--- START OF DATA ---
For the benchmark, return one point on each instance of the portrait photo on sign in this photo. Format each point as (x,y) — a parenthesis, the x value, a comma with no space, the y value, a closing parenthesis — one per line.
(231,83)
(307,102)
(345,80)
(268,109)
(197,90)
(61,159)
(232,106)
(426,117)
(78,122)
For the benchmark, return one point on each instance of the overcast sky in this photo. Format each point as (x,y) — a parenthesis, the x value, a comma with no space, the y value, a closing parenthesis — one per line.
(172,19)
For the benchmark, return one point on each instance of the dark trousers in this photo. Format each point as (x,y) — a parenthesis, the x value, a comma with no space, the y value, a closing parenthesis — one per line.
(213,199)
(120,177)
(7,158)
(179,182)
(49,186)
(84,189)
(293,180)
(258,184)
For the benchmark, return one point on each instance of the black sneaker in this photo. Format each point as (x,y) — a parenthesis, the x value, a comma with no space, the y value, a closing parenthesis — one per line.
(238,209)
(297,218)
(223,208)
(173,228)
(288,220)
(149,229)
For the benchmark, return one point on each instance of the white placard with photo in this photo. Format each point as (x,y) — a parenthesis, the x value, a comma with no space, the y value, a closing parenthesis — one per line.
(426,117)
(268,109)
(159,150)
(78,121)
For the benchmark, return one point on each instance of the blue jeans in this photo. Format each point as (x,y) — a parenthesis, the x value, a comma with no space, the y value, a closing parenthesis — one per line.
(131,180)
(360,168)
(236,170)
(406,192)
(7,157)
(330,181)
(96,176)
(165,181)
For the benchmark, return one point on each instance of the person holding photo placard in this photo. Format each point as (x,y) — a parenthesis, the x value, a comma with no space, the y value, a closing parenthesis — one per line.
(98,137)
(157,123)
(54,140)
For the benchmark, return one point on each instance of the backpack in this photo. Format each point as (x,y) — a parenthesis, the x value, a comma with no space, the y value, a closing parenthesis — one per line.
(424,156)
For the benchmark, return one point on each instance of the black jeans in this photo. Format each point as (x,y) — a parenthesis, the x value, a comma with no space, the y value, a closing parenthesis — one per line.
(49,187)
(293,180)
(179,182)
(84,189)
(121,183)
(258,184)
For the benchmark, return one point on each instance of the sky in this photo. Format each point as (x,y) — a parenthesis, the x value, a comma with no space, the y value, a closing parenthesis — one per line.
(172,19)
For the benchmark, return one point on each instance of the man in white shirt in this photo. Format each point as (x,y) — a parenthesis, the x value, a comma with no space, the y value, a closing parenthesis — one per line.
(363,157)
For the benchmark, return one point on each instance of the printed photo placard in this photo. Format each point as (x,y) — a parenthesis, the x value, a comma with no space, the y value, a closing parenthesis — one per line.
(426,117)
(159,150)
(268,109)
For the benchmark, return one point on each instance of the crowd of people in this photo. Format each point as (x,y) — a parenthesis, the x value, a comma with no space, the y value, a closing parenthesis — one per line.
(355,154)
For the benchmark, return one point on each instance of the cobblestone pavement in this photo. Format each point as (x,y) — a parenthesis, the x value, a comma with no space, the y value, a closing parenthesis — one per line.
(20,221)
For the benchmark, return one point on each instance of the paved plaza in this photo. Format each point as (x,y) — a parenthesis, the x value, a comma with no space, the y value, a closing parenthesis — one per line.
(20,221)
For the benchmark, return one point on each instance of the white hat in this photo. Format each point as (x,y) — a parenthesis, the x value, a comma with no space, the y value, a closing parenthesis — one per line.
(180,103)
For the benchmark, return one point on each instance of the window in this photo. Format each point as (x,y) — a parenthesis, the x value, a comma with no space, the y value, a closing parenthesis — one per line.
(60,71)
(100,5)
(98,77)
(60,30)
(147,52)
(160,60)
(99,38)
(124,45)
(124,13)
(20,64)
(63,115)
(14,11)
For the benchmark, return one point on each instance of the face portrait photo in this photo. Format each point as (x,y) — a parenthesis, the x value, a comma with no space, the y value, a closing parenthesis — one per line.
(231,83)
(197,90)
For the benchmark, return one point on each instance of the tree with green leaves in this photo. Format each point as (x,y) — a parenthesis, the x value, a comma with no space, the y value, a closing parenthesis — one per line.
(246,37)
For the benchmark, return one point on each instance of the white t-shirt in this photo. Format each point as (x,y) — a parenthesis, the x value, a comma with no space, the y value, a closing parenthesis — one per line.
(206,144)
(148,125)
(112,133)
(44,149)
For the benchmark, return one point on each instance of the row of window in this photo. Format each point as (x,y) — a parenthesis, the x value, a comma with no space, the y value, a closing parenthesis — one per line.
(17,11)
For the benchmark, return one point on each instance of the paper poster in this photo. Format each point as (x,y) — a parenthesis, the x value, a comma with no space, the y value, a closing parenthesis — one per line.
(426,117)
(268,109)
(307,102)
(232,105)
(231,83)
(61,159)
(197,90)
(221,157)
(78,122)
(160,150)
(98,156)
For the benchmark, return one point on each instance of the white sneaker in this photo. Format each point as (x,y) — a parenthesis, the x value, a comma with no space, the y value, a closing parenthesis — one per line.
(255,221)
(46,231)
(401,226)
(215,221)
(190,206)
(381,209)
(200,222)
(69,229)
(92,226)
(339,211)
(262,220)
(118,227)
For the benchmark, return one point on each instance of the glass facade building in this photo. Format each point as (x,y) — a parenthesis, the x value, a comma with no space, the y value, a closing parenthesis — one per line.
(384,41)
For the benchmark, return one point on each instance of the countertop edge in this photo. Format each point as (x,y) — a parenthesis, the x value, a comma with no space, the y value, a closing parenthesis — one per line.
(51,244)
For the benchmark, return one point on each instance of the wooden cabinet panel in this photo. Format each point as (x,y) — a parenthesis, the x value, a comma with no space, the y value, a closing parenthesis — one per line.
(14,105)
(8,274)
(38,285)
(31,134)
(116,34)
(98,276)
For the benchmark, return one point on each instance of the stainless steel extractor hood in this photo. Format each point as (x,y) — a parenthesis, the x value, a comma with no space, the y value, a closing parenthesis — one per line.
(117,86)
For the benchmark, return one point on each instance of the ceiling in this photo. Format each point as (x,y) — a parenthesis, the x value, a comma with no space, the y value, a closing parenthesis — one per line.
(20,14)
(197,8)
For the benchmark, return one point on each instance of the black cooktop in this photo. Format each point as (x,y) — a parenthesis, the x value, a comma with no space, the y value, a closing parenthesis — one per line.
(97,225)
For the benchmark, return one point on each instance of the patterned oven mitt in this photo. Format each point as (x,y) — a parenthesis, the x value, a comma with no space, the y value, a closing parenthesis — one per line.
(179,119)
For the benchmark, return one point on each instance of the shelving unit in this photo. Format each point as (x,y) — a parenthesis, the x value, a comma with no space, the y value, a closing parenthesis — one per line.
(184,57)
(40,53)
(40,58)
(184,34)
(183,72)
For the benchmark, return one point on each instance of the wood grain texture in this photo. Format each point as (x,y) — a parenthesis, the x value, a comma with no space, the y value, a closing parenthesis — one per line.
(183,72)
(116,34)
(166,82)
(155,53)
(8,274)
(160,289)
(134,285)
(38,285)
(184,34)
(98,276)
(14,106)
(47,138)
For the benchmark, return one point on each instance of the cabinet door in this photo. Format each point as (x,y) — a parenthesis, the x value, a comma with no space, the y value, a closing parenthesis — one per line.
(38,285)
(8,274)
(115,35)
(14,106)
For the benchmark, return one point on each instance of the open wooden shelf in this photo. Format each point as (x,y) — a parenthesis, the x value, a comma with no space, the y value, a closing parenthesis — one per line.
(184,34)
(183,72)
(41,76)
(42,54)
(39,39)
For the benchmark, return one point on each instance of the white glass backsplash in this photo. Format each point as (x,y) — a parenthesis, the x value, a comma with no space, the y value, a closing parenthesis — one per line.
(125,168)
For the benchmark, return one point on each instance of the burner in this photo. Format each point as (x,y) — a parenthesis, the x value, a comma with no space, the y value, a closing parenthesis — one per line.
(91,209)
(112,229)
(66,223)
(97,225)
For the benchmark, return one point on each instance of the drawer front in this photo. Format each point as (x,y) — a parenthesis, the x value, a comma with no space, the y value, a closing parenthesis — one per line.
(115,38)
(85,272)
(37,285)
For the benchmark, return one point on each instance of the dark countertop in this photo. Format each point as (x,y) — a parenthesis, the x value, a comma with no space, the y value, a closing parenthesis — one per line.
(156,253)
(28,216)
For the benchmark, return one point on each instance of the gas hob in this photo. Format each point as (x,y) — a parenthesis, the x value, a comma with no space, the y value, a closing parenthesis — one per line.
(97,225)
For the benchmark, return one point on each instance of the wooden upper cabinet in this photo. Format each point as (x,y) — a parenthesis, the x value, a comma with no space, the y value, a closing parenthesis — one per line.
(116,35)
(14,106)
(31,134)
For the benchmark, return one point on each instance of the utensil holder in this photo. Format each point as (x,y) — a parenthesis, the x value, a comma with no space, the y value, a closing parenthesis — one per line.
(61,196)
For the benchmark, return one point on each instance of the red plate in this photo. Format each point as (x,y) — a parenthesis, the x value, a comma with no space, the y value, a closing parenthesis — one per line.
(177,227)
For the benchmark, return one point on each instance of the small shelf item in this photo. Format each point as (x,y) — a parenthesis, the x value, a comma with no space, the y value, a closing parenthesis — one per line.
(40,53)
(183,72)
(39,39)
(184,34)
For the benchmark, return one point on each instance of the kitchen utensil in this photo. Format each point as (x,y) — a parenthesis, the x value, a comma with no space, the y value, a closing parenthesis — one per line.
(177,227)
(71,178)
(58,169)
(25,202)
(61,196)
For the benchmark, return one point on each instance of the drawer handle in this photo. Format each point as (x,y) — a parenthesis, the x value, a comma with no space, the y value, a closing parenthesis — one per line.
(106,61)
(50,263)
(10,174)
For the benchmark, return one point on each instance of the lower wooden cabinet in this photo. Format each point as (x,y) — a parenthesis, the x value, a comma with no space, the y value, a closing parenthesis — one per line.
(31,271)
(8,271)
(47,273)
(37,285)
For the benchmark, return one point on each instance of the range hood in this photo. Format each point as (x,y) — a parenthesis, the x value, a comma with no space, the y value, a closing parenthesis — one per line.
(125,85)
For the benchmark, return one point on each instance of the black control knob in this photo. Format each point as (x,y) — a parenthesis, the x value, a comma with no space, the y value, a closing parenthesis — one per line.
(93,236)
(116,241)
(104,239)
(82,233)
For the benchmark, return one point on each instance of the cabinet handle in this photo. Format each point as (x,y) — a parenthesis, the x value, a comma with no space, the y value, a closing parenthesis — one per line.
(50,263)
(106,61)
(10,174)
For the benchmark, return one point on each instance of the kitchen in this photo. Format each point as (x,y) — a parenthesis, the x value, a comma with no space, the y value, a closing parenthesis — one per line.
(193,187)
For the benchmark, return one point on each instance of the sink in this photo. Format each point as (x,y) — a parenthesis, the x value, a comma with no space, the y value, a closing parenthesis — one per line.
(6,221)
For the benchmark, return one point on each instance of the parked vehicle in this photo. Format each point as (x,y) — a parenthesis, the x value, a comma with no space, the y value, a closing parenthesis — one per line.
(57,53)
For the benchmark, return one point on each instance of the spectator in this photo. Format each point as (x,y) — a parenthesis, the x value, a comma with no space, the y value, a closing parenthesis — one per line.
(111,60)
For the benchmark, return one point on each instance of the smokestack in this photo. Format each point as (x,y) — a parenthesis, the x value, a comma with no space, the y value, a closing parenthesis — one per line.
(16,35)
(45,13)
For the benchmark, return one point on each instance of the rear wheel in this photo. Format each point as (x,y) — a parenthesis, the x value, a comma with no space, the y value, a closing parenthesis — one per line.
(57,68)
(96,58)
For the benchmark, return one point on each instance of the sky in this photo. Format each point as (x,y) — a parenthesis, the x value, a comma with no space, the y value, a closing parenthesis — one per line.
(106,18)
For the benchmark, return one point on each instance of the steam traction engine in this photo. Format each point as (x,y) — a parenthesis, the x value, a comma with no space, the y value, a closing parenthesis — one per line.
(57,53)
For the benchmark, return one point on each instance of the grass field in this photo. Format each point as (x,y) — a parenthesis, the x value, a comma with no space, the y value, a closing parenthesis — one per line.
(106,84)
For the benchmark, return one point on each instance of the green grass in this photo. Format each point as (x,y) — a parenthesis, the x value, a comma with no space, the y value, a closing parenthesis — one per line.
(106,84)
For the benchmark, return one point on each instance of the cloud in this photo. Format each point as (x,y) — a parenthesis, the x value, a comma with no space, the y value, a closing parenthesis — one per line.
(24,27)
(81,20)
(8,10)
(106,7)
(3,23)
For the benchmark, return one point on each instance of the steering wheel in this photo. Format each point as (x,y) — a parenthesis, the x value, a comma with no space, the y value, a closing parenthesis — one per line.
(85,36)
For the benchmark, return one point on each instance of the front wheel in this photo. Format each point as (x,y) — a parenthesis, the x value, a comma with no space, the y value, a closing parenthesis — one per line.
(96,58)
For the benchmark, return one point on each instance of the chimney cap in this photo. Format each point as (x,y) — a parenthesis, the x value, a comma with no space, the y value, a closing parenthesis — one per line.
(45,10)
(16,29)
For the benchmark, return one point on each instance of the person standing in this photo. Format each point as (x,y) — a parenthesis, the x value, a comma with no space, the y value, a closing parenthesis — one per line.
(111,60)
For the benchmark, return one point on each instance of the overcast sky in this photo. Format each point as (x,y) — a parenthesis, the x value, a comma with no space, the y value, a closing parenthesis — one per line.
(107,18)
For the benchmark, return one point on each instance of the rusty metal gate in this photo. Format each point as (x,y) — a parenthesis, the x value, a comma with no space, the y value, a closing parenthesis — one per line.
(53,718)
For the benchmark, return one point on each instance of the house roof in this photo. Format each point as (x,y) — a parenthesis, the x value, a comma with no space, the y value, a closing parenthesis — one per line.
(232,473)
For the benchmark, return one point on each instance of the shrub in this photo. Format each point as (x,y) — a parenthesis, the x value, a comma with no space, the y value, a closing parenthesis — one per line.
--- END OF DATA ---
◆ **INSTRUCTION**:
Find the line that contains "of the rusty". Repeat it and every line after it, exactly as written, up to and including the last line of the records above.

◆ **SOLUTION FOR THIS TASK**:
For the benchmark, return one point on each instance of the rusty metal gate in this photo. Format each point as (x,y) — a parenthesis, the x value, a comma with no space, the y value, a closing parenthesis — one per line.
(53,718)
For the benchmark, return one point on each instance of the house roof in this photo. Format each point as (x,y) — a parenthesis, the x value, a comma with no space, the y value, a closing parenthesis — one per line.
(232,473)
For the benchmark, return one point on each instance of the shrub in this photo. Format each point as (x,y) — a parenthesis, the x value, a comma with no space, the y value, a closing parenthesis — one per line.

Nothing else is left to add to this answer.